Your objective :: Repeat, exactly and completely, the material that follows. Omit the pictures.

Recorded information ::
☆ ☆ ☆ ☆ ☆
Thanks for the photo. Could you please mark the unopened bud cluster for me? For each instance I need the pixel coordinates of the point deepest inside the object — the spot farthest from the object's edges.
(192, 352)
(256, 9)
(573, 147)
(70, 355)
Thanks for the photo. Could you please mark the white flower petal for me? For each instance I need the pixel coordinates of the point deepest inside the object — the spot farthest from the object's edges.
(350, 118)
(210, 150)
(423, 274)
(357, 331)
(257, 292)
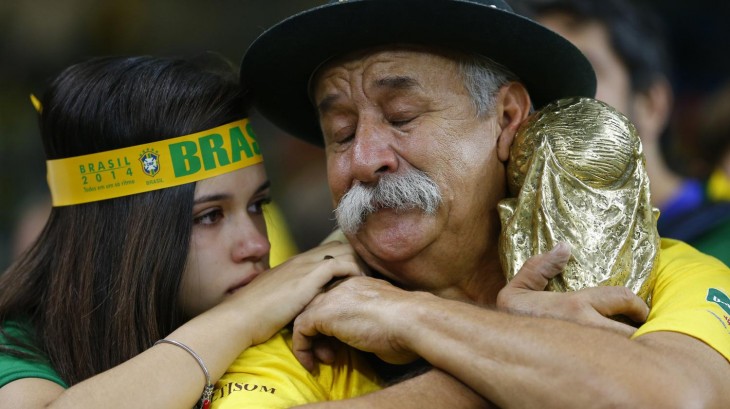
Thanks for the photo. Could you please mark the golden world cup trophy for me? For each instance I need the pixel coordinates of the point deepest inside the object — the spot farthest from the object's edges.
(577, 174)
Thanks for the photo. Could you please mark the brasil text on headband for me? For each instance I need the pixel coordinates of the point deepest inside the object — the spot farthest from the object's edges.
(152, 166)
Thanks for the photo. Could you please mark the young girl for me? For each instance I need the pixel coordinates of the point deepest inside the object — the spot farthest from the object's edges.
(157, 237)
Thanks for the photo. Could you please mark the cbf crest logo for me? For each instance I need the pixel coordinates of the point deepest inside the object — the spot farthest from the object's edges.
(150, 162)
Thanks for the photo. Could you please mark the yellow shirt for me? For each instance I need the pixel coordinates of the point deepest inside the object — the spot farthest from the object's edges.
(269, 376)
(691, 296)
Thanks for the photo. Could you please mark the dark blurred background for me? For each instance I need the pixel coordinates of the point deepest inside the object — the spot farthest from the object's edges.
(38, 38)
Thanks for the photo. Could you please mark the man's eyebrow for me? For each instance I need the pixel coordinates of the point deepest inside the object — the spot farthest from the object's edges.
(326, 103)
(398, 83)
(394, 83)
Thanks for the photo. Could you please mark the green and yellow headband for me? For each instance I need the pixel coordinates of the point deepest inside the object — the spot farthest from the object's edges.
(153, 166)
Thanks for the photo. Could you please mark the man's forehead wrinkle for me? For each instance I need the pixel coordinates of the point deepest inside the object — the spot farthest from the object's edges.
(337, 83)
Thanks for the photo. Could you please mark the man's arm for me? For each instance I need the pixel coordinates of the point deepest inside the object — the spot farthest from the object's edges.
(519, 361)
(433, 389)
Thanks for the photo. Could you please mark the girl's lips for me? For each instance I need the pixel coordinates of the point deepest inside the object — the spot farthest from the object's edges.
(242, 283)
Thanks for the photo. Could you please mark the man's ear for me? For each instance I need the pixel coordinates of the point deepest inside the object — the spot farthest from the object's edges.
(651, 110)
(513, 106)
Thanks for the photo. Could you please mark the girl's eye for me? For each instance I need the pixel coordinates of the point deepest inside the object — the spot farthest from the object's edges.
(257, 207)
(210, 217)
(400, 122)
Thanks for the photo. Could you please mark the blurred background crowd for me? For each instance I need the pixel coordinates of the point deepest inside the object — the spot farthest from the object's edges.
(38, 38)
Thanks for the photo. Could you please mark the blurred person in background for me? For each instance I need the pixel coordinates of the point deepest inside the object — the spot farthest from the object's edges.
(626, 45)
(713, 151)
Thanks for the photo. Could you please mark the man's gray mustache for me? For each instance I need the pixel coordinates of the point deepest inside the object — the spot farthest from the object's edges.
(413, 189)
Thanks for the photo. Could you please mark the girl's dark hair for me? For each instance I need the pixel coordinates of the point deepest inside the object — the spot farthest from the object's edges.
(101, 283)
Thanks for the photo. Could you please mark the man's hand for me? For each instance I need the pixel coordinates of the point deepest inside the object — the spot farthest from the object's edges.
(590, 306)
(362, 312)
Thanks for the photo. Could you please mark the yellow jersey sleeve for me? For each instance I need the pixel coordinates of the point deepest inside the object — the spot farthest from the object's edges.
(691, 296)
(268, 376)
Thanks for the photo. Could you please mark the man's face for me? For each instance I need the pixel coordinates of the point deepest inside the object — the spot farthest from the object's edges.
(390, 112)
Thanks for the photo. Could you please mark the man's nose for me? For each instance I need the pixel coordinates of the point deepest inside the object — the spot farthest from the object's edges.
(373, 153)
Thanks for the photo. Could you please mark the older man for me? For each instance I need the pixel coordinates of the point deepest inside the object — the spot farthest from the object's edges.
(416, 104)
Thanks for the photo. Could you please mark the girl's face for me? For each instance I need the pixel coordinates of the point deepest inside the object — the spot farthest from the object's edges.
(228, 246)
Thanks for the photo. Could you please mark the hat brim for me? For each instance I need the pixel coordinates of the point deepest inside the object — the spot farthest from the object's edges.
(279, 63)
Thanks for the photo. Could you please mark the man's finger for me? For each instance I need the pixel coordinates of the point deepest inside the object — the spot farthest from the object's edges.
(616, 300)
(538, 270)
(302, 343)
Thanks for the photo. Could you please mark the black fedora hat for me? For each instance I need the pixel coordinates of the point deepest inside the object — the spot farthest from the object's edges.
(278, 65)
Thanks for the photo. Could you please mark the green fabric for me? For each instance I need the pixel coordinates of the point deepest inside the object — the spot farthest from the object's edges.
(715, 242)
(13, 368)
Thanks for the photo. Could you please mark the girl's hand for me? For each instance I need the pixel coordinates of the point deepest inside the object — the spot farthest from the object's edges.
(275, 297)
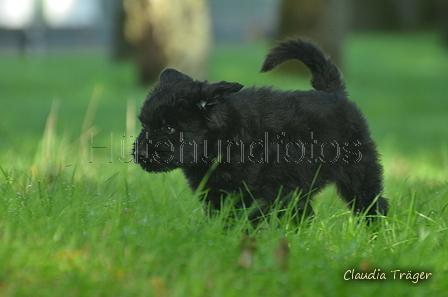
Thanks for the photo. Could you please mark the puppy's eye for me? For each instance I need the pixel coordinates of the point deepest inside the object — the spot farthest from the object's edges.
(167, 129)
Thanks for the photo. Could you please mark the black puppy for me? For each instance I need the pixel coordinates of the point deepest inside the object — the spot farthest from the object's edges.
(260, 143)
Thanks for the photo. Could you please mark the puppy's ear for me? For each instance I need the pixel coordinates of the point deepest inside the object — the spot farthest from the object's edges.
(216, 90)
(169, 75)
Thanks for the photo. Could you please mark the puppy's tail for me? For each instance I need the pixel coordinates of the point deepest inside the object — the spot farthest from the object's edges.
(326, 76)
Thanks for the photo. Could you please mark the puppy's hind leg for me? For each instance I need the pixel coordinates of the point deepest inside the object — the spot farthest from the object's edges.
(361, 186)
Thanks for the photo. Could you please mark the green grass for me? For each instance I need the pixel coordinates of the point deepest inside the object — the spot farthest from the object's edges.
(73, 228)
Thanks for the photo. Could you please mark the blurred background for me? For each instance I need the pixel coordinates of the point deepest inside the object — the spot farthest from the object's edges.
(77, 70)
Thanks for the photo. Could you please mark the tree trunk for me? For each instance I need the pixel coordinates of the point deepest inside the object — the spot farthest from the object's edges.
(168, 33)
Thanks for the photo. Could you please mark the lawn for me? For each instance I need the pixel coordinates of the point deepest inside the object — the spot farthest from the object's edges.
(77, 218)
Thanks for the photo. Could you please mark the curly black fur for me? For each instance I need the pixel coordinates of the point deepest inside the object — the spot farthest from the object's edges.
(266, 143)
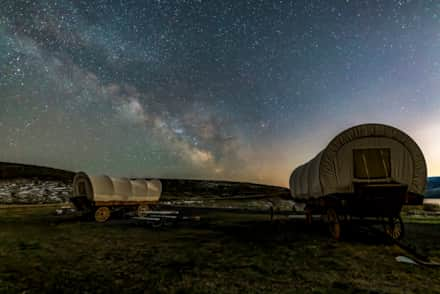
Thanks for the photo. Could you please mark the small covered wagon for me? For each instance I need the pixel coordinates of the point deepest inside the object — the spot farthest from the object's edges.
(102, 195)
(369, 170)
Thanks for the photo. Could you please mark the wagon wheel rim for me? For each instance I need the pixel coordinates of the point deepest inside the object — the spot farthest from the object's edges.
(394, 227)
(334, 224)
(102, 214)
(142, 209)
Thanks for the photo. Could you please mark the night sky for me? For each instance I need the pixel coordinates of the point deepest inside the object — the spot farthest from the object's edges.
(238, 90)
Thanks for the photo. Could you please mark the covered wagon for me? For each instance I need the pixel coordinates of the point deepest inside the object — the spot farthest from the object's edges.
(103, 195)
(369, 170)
☆ ☆ ☆ ☆ ☆
Solution below ::
Thanks for the photo. Could you please mark the unopened bud cluster for me? For each instance I need the pixel coordinates of the point deepest inside the object — the spot farthest from the object's edges.
(192, 352)
(256, 9)
(573, 147)
(70, 355)
Thanks for the photo. Could you please mark the white flower petal for me? For each instance I need the pixel coordinates of the point deepest inside the object — the spot farthest from the object's edges.
(350, 118)
(210, 150)
(423, 274)
(357, 331)
(257, 292)
Thanks for the photo. Could you please mark the golden world cup trophy for me? For each instance I need the pixel coordinates of the point deepest inside the object — the spot farthest from the object's edges.
(577, 174)
Thanks for the photo. Could you please mark the brasil text on headband for me? For each instance I need the pixel coordinates of the point deepest inside the object — the spot farthest from the object's edges.
(152, 166)
Thanks for the photo. Could you please mark the young girl for me? For each instance I need the pixel coordinates of the point deepest inside the object — the spot farthest from the object's edges.
(157, 237)
Thanks for the photo. Could you please mark the cbf crest logo for me? For each instance I need the pixel coordinates of the point deepest inside the object — the spot farthest from the object's edges.
(150, 162)
Thanks for the photo. Could you please mark the yellow shirt for me? For each instance I need the pixel coordinates of the point deepest inside the object — the spot farthest from the object's edges.
(269, 376)
(691, 296)
Thanks for the photo. Could you please mark the dark blurred background for me? For each instance I need the pixel coordinates of the point deepest inside the object — the spot farthest from the object's edges.
(38, 38)
Thanks for the photo. Could you please mark the man's eyebrow for me? For each instance I need the pixel coordinates of the point deepest inside the object — the spot farthest from the object's edges.
(326, 103)
(398, 83)
(394, 83)
Thanks for the photo. Could you please mark the green and yellow headband for me? For each instance I need the pixel coordinates of the point deepest inside the object — the spot farthest from the object's edges.
(153, 166)
Thanks for the photo. Could you please mark the man's forehead wrinkle for me? For each instance I need the pixel coordinates of the point deepest inside the object — the spot farthest from the object's edges.
(337, 83)
Thanks for the photo. Could you please mark the man's arm for me? For each instance I need the pixel coordinates of the point deepest inside the object — the spot farthest from the object's edges.
(519, 361)
(433, 389)
Thanks for the photo. Could you please mark the girl's lips for me? For each instance I need the pixel coordinates of the point deepest inside the object — the spot farthest from the object's edges.
(242, 283)
Thanks for the photo. Could you please mark the man's ear for me? For each instance I need the pixel coordinates of the point deepest inside the object — the spot farthest from the object's edges.
(651, 110)
(513, 106)
Thanks for the photo. Could you please mark the girl's eye for me? For each instance I need the pixel coordinates of the point deepest inside the object — the spot farthest from the object's edges.
(257, 207)
(210, 217)
(400, 122)
Thanks for the photo. Could you please mark the blurred background crowd for me? For each instance I need the pixel coordinates of the point deepest inside the object — the spot farthest from the object's edges.
(38, 38)
Thanks for the photo. Could you please mark the blurred person in background for me? For each instance I need the pixel coordinates of the point deepest inside the object — the spot farthest from the object's edges.
(626, 45)
(713, 151)
Thanks for the photo. Could you please mark the man's gray mustache for me? For each instance I need the pixel coordinates of the point deepest inside the object — the spot farthest from the object's edges.
(413, 189)
Thanks for the photo. Could you please mark the girl's dark hair for me? For each instance I need the pixel coordinates of the point deepest inside the object — the spot farthest from the object's edges.
(101, 283)
Thanks for the photo. Could you please mark the man's hand for me? For each instance I need the pixel coordinates of the point deepest inside the object — the spot farthest from the object's edges.
(590, 306)
(362, 312)
Thanks for the photo. Could you please mark the yellow jersey sleeve for me? For each instance I need the pixel coordinates of the point deepest inside the object — the spot farthest from the object's edges.
(691, 296)
(268, 376)
Thanks for the photo. Could you please mark the man's face for me? For each instance I need the pixel coordinates of the point deepest inside the object — the spot farthest from the object's edges.
(390, 112)
Thanks for the photo. Could you please mark the man's nose for me? For each instance I need the pixel coordinates of the point deepest inside the object — the spot farthest from the object's edges.
(373, 153)
Thanks for the photo. Could you please mark the older man for me? For each instance I need the pixel coordinates of the point deepest inside the object — the spot farthest from the object's edges.
(416, 104)
Thanks for the photo. Could you please mark the girl's face for me? For each instance I need the pixel coordinates of the point deepest inside the object — the spot farthest from the object's edges.
(228, 246)
Thanks for the photo. Could you please mark the hat brim for me? For each instance I need the pixel coordinates of the point deepest inside the object — the spot farthest from the object's edges.
(279, 63)
Thanks for the photo. Could you please mark the man's finger for me? For each instance I need the pixel coordinates of the point deepest inside the object — the spot farthest from the object's edges.
(616, 300)
(538, 270)
(302, 343)
Thanks for the photo. Could you please mark the black fedora hat for me? For each instance I need the pixel coordinates of the point deepest inside the object — the spot farthest from the object's edges.
(278, 65)
Thanks for the photo. Could you please mark the green fabric for me? For each instance I need the pixel coordinates of the point deepest inside the object — the spot farthest from the object's edges.
(715, 242)
(13, 368)
Thanks for the photo. Could you please mark the girl's hand for me? For each instance I need the pixel coordinates of the point deepest inside the object — the spot farthest from the object's edges.
(275, 297)
Thanks for the photo. Could you please mark the puppy's eye for me? For each instance I need the pixel coordinates of the point deepest inside the object — the spot farthest from the object's edges.
(167, 129)
Thanks for the photo. Could you please mark the black puppy for me? For each instance I need the pixel coordinates of the point deepest inside the object — the spot farthest from the object's edges.
(260, 143)
Thanks for the photo. Could you please mark the puppy's ear for me? For each instance I need the pixel coordinates of the point deepest inside the object — the spot farthest from the object's edges.
(216, 90)
(169, 75)
Thanks for the photo. Could you please mark the puppy's tail for me? For each instance I need the pixel coordinates of the point deepest inside the object — the spot farthest from the object's edges.
(326, 76)
Thanks for the photo. Could you please mark the puppy's hind leg for me? For each instance I need the pixel coordinates of the point deepest inside the object — the spot farthest from the object's edges.
(361, 186)
Thanks for the photo. Could you please mark the green grass for me? For each instance I need the pixel coordinates of the point deepest inside the object — the spot farthest from the object's edges.
(73, 228)
Thanks for the photo. Could you please mark the blurred background for me? For each instance I need the pixel coordinates of the point deepest inside the object — the spot farthest from the object's edges.
(77, 70)
Thanks for the photo. Could you please mark the tree trunk for me? For each instance I need the pixel coordinates of the point deepest inside the object — the spot farthest from the object's edges.
(168, 33)
Thanks for the photo. Could you please mark the lawn for me? For each instance I need the pixel coordinates of the point deepest inside the object — the spot farthest from the object's edges.
(77, 218)
Thanks for the photo. Could you please mark the curly black fur for me? For each instance I need the pixel coordinates of the point deepest inside the object — the spot farthest from the object's edges.
(266, 143)
Thanks for the photo. Could you please mark the small covered wagon for me? For each instance I need the pixel coordinates of the point deepest inside the object — the spot farthest from the object's edges.
(102, 195)
(369, 170)
Thanks for the photo. Could you please mark the wagon wheel rim for me? For each instance I need the pixel coordinates of the point deepest inside the object — the spot farthest from the object's edges.
(394, 227)
(334, 224)
(102, 214)
(142, 209)
Thanks for the photo. Could you please mark the night sky for me? For each instance I need the pixel coordinates of the point deepest inside the object — the spot farthest from the object's edges.
(238, 90)
Thanks for the photo. Could you please mark the covered wagon for me? For each instance I need the pixel coordinates of the point deepest inside the object — the spot farthest from the object's edges.
(103, 195)
(369, 170)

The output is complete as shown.